◆ Exercise material
>> BEGIN

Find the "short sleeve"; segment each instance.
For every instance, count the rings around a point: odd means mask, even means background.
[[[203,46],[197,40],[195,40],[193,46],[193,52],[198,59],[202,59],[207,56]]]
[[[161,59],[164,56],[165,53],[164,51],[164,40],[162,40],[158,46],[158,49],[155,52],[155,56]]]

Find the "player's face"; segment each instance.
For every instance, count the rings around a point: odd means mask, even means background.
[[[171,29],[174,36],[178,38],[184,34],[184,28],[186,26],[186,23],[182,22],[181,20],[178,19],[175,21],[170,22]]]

>> END
>> BEGIN

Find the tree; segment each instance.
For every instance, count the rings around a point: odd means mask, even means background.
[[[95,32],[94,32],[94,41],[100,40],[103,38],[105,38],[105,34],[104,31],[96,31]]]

>> END
>> BEGIN

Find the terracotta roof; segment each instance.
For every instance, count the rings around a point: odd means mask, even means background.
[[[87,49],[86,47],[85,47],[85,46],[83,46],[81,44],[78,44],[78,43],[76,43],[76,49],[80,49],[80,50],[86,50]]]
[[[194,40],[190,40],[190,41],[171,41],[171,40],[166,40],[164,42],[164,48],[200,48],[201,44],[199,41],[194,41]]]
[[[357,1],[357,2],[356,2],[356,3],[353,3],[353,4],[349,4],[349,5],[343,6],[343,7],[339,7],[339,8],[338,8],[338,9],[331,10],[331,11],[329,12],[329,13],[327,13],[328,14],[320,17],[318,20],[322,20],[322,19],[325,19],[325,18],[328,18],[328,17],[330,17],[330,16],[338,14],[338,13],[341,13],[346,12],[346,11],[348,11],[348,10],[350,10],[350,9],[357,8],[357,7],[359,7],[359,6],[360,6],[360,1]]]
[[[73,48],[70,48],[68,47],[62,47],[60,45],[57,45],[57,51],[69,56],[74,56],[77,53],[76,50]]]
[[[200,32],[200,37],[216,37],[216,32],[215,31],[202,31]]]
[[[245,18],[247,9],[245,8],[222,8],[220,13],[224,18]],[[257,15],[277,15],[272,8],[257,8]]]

>> END

List every line of the records that contains the word "Find". Only matches with the same capitalization count.

◆ Result
Find the "short sleeve"; segment each instance.
Find the "player's face"; segment each instance.
Find the tree; segment each instance.
Find the terracotta roof; segment each instance.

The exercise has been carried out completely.